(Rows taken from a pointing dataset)
# # # # # # #

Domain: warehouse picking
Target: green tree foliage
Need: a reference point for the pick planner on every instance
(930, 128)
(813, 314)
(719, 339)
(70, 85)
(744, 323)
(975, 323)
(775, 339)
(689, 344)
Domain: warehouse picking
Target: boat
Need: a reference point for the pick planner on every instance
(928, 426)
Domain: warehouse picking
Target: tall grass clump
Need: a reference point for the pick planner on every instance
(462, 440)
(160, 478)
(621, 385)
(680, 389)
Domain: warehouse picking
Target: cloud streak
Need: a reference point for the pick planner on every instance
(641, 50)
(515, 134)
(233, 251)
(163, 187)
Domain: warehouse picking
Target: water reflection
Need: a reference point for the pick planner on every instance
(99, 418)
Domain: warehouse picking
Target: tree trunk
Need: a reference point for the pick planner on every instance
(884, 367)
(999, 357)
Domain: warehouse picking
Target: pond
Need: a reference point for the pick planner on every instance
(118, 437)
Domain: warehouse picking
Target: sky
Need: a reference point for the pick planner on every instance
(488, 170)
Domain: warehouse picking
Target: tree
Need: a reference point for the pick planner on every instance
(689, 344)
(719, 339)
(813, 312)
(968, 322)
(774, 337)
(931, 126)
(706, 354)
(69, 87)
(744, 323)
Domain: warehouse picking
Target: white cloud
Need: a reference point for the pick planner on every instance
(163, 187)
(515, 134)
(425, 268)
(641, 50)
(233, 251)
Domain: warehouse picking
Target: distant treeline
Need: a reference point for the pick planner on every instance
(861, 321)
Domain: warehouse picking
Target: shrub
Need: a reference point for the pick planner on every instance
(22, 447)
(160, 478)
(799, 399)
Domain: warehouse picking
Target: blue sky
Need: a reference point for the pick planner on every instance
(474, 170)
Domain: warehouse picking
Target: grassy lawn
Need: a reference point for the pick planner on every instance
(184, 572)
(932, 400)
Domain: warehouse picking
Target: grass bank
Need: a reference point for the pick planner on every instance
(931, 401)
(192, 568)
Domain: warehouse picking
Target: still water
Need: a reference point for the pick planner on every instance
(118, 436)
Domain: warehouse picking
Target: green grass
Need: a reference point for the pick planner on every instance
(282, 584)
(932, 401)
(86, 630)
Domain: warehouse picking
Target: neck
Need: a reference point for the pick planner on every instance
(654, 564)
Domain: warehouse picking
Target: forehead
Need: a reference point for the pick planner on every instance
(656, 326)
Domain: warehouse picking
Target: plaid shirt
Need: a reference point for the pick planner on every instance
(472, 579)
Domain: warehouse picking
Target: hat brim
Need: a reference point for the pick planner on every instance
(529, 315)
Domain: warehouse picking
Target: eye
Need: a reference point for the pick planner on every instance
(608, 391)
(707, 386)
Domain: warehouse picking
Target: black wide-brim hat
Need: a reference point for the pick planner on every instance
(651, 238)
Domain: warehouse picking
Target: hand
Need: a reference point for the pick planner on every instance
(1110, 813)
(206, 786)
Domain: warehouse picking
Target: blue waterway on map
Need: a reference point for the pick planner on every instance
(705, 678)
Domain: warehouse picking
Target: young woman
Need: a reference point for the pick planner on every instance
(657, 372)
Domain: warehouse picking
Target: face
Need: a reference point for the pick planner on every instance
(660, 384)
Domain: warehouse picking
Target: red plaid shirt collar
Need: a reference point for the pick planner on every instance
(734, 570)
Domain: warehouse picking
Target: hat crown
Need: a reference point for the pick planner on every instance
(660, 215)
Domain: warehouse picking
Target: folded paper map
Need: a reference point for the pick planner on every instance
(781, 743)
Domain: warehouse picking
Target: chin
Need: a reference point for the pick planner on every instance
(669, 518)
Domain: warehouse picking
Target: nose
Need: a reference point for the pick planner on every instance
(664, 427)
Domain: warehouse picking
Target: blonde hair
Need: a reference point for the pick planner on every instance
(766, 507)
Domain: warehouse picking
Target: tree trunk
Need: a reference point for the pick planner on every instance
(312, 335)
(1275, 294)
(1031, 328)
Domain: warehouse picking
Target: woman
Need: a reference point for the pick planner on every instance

# # # # # # #

-- EXERCISE --
Please count the lines in the listing above that contain the string "shirt", treating uppercase and lowercase as different. Reply with the number only.

-- WRITTEN SOLUTION --
2